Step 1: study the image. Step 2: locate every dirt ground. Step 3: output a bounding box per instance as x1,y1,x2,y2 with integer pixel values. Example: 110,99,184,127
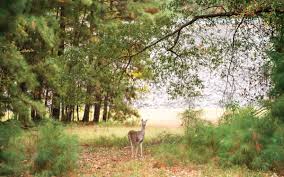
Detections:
76,146,201,177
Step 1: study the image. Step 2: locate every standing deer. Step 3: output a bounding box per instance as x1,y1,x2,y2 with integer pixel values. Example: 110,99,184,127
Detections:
128,119,147,157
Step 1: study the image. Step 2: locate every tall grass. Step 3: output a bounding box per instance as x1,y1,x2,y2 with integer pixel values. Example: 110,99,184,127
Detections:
152,107,284,173
34,122,78,176
0,120,25,175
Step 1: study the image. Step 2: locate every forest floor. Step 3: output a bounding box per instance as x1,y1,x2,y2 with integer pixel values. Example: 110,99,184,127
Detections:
75,145,279,177
77,146,202,177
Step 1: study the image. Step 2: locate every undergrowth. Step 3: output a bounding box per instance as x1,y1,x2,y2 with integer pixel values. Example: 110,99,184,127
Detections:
153,107,284,171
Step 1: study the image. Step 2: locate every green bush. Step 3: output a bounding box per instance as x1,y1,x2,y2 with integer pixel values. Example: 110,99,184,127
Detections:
34,122,79,176
160,107,284,170
91,134,129,147
0,120,25,175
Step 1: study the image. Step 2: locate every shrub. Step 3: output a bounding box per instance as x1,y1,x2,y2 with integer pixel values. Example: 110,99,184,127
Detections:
180,107,284,170
34,122,78,176
0,120,25,175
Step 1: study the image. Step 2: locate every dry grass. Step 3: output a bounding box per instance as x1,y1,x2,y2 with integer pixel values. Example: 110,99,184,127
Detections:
66,125,183,144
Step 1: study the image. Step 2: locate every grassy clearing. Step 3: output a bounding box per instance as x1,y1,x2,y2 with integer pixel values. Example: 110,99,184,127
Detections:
66,125,183,147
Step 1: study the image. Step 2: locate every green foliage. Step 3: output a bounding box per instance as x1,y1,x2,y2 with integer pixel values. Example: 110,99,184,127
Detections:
0,121,25,175
34,122,78,176
155,107,284,170
182,110,217,163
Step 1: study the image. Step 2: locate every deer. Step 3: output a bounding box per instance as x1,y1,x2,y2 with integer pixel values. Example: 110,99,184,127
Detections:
128,119,147,158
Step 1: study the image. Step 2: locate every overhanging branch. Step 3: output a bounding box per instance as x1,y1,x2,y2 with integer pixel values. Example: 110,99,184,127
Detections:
124,7,284,58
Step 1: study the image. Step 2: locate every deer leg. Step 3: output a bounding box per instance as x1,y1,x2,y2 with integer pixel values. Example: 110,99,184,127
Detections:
130,141,134,157
140,143,143,158
135,146,139,157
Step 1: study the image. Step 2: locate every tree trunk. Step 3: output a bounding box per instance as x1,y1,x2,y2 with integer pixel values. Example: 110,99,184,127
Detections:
52,5,65,120
76,105,80,121
31,88,42,122
93,95,102,123
82,104,90,122
103,95,108,122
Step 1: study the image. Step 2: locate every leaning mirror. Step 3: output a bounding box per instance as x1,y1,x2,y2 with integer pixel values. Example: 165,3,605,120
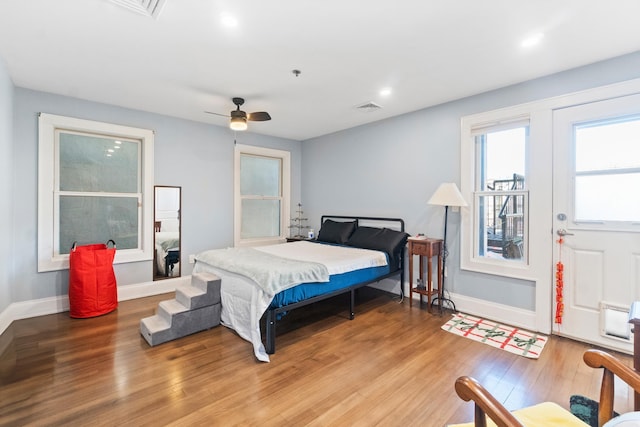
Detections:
153,185,182,280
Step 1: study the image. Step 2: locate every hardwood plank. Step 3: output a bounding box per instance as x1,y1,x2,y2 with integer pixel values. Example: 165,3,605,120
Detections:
0,289,633,426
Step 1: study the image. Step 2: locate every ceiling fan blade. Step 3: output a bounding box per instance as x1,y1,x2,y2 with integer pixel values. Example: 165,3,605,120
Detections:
205,111,231,117
247,111,271,122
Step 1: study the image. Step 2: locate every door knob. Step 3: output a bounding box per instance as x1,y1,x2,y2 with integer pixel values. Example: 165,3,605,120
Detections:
556,228,573,237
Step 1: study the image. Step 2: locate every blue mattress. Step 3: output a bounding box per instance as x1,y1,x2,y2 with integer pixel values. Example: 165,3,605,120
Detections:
269,257,390,308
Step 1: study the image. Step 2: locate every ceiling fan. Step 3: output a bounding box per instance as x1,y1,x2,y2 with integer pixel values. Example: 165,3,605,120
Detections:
205,98,271,130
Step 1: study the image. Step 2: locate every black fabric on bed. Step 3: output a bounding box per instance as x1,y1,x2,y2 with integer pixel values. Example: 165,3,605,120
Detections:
317,219,356,245
346,227,409,270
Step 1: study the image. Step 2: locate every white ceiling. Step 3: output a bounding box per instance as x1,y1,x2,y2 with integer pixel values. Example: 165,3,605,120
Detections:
0,0,640,140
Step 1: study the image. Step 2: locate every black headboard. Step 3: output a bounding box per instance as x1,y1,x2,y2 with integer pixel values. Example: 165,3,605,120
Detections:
318,215,409,271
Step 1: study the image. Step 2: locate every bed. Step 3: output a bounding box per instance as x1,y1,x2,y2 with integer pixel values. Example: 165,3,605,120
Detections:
193,215,408,362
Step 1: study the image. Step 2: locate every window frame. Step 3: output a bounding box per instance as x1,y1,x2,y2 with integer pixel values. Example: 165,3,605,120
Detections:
233,144,291,247
460,112,534,280
38,113,154,272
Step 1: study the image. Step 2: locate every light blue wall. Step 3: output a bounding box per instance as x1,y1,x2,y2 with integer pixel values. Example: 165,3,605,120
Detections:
0,58,14,313
302,52,640,310
9,88,301,302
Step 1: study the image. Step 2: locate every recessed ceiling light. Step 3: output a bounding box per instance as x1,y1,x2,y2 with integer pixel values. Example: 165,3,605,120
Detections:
220,13,238,28
521,33,544,47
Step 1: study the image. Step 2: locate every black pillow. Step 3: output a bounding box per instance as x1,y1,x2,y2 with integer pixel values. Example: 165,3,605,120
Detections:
317,219,356,245
347,227,409,257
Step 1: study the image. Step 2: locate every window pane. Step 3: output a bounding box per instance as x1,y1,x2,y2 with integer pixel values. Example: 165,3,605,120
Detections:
240,199,280,239
575,118,640,172
59,196,139,254
478,127,528,191
240,154,281,197
59,132,140,193
575,173,640,222
476,194,526,259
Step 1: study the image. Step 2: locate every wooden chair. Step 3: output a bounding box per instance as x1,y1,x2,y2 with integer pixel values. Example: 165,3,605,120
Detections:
455,350,640,427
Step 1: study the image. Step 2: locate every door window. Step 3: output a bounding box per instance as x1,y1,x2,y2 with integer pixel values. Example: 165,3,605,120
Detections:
573,116,640,223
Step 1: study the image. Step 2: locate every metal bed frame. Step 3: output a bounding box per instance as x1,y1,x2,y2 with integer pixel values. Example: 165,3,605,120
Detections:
265,215,405,354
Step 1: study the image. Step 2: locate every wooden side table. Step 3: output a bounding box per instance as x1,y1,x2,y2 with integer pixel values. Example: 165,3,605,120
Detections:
408,238,443,308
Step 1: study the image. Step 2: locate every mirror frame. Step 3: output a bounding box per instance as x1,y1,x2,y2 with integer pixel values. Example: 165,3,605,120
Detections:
152,185,182,281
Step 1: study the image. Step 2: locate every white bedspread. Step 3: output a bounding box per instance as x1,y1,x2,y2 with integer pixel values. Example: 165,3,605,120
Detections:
193,242,387,362
255,241,387,274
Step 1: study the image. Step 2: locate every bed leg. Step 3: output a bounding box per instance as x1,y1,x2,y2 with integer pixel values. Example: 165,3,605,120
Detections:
265,310,276,354
349,289,356,320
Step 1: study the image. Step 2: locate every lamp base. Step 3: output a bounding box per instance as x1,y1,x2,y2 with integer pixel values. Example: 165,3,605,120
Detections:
431,297,458,314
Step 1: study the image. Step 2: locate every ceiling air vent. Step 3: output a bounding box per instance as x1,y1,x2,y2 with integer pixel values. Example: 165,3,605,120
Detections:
111,0,165,18
356,101,382,111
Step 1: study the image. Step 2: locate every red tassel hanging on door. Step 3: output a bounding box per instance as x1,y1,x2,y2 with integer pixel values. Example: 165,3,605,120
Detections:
555,237,564,325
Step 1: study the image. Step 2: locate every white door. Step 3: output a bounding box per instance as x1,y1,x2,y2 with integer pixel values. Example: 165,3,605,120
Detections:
553,95,640,353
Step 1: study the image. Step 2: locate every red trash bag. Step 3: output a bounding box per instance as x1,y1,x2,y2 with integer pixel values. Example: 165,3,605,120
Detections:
69,240,118,318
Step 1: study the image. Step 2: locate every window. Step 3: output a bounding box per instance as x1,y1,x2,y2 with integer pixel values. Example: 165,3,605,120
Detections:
234,145,290,246
460,113,532,279
573,116,640,225
474,125,529,262
38,114,153,271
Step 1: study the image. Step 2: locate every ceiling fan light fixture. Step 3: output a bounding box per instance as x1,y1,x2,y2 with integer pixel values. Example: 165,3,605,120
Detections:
229,117,247,131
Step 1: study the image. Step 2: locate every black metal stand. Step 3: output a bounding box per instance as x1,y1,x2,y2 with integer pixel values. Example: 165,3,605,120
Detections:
431,206,457,314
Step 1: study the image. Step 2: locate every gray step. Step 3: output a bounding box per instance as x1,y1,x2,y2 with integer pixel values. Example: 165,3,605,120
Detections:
140,300,221,346
191,272,222,304
156,299,189,323
140,273,221,346
176,285,220,309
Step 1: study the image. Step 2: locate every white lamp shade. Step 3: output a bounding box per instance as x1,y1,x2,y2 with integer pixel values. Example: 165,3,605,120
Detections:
229,117,247,130
427,182,467,206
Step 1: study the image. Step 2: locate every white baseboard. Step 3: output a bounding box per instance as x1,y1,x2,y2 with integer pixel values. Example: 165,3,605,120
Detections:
0,276,191,340
442,294,545,333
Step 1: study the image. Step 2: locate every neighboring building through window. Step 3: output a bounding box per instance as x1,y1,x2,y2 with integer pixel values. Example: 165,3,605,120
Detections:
38,114,153,271
474,126,529,262
234,145,290,246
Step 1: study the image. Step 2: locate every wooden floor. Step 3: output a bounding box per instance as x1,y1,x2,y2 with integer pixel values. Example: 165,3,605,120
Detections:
0,289,632,426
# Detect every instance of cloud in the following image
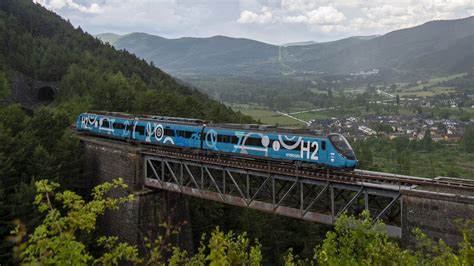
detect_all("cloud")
[33,0,102,14]
[237,8,273,24]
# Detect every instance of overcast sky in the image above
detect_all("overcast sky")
[34,0,474,44]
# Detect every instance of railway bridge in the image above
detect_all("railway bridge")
[81,136,474,255]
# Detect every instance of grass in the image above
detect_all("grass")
[396,73,466,97]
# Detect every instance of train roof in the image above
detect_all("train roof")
[90,111,209,125]
[208,123,322,137]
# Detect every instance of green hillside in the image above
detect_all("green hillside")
[98,17,474,79]
[96,33,123,45]
[0,0,252,265]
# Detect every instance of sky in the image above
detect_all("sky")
[33,0,474,44]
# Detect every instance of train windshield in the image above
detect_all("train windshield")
[328,134,355,160]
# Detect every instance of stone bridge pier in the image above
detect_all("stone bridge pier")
[81,138,193,255]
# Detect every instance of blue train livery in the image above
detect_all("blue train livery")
[76,112,357,169]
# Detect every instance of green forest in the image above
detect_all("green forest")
[0,0,473,265]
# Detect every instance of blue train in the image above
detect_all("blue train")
[76,112,357,169]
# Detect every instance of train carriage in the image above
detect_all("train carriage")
[76,112,357,169]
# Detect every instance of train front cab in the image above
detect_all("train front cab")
[328,133,358,169]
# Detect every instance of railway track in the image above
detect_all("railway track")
[145,149,474,192]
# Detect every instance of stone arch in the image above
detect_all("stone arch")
[38,86,56,102]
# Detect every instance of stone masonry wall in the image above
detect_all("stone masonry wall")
[81,137,193,254]
[402,190,474,248]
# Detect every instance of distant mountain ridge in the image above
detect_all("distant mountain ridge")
[97,16,474,77]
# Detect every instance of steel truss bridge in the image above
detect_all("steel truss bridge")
[142,149,474,237]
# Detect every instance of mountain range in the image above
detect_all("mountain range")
[96,16,474,81]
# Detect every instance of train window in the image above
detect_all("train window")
[135,126,145,135]
[165,128,175,137]
[114,123,125,130]
[102,119,110,127]
[217,135,232,143]
[245,138,263,147]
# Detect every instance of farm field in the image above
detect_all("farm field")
[393,73,466,97]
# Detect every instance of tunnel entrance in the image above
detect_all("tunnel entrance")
[38,86,55,102]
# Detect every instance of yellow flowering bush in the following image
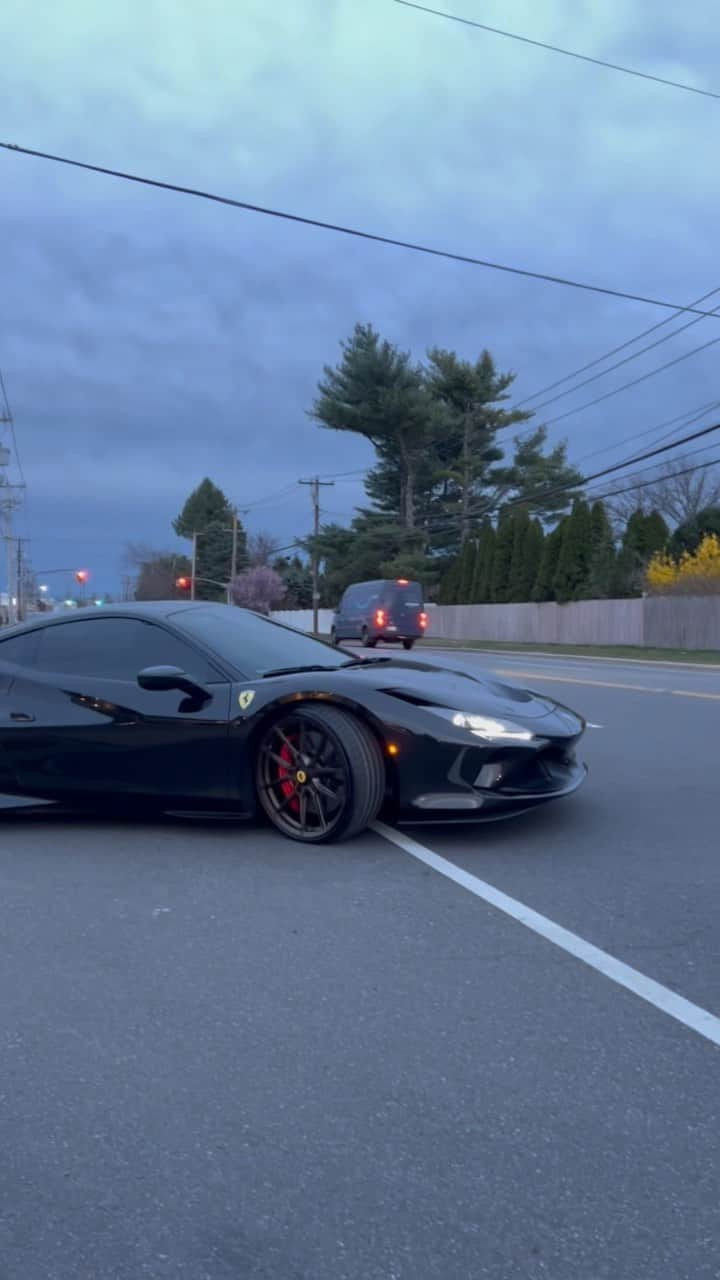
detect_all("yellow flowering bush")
[646,534,720,595]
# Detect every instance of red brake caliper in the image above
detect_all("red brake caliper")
[278,742,300,813]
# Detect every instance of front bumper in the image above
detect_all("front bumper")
[396,739,588,823]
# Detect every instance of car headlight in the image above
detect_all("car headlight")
[428,707,536,742]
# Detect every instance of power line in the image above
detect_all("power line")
[515,287,720,408]
[404,422,720,532]
[579,457,720,502]
[544,338,720,426]
[395,0,720,99]
[0,369,26,489]
[520,300,720,413]
[575,401,720,466]
[0,142,717,319]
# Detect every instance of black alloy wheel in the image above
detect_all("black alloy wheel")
[256,705,386,844]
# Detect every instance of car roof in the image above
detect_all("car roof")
[0,600,235,640]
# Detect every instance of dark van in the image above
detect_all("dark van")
[331,577,428,649]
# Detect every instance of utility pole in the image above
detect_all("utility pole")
[15,538,24,622]
[297,476,334,635]
[228,507,237,588]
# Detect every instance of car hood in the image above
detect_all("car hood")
[343,660,559,719]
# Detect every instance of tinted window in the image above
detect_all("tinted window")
[173,605,347,680]
[389,582,423,609]
[0,631,40,667]
[35,618,222,682]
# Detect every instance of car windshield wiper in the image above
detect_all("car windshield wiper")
[260,662,345,680]
[340,658,392,671]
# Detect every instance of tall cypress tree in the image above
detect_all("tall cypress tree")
[588,500,616,600]
[473,517,495,604]
[457,538,478,604]
[507,507,530,600]
[173,477,247,600]
[491,507,515,604]
[532,516,570,602]
[520,520,544,600]
[553,498,592,604]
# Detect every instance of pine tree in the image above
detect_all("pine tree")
[173,477,247,600]
[473,516,496,604]
[553,498,592,604]
[491,507,515,604]
[532,516,570,602]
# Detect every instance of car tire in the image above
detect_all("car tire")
[255,704,386,845]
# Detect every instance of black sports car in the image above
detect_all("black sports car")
[0,602,587,842]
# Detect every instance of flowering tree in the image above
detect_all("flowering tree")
[231,564,287,613]
[647,534,720,595]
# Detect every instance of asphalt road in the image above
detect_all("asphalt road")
[0,653,720,1280]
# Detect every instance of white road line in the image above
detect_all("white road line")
[373,822,720,1046]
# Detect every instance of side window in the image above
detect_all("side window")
[0,631,40,667]
[35,618,222,682]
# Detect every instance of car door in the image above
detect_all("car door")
[0,617,233,800]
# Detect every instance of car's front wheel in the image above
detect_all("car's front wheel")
[256,705,386,844]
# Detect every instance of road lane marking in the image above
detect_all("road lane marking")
[373,822,720,1046]
[492,667,720,703]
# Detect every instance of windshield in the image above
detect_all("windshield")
[172,605,347,680]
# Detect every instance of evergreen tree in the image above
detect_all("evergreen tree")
[438,554,462,604]
[614,509,669,595]
[457,538,478,604]
[173,477,247,600]
[552,498,592,604]
[533,516,569,602]
[520,520,544,600]
[471,516,495,604]
[491,507,515,604]
[588,500,616,600]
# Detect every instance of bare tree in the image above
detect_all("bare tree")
[607,456,720,530]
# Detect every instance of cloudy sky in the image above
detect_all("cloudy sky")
[0,0,720,590]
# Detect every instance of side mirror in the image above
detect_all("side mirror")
[137,667,210,703]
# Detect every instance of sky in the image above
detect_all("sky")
[0,0,720,591]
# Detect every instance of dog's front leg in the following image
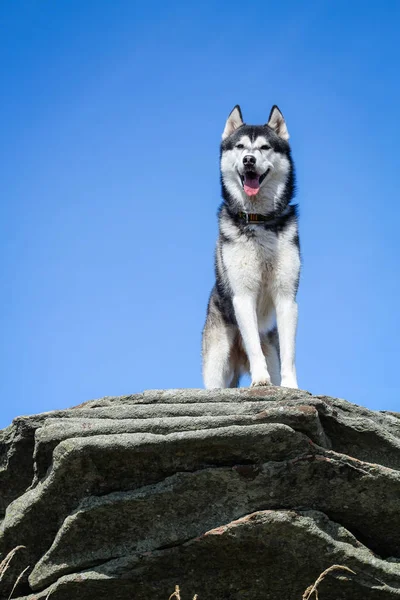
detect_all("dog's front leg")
[233,295,271,386]
[275,295,298,389]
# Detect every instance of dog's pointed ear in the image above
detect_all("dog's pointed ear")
[267,104,289,140]
[222,104,243,140]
_ _ _ _
### Problem to work on:
Rescale the records from the line containing "# Detect every instance of side window" through the end of the records, inclusive, and write those lines out again with their requests. Multiply every bounding box coordinate in the answers by 0.85 and round it to a whole number, with halves rounding up, and leave out the pictures.

### Solution for this exercise:
# Detect every instance of side window in the image above
detect_all("side window")
[0,536,34,567]
[30,525,189,580]
# Detect every instance of car door in the image above
detect_all("car door")
[0,524,198,680]
# Detect every instance of car's front wheel in the image above
detect_all("car's front wheel")
[218,599,328,717]
# Detect every instance of road lane marking in the image above
detect_all("road lane marking")
[317,699,612,889]
[418,567,612,598]
# Detect every instance of windshield in the image above
detect_all("windshield")
[146,514,295,578]
# Detect every instance of evergreen tree in the image above
detect_all("evergreen tree")
[372,471,393,513]
[522,433,569,506]
[388,457,406,513]
[147,405,210,510]
[469,423,503,513]
[453,439,484,512]
[442,442,462,510]
[400,439,421,513]
[417,431,438,513]
[500,425,524,510]
# Detect every instance of bare tree in the image above
detect_all("bare tree")
[516,388,612,451]
# Detect every instance of cloudy sky in the image above
detect_all("cloudy sky")
[0,0,612,502]
# Detect every instance of side mirror in the image above
detect_all("side mirror")
[116,567,179,598]
# Detect every instance of sky in the image above
detect_all("sky")
[0,0,612,502]
# Detect every instance of dog's front leg in the following image
detect_all("dog's front leg")
[198,251,230,328]
[234,251,253,331]
# Detect every instance of dog's pointed ear in the image above
detect_all("dog's pointed ear")
[227,88,246,119]
[189,88,207,119]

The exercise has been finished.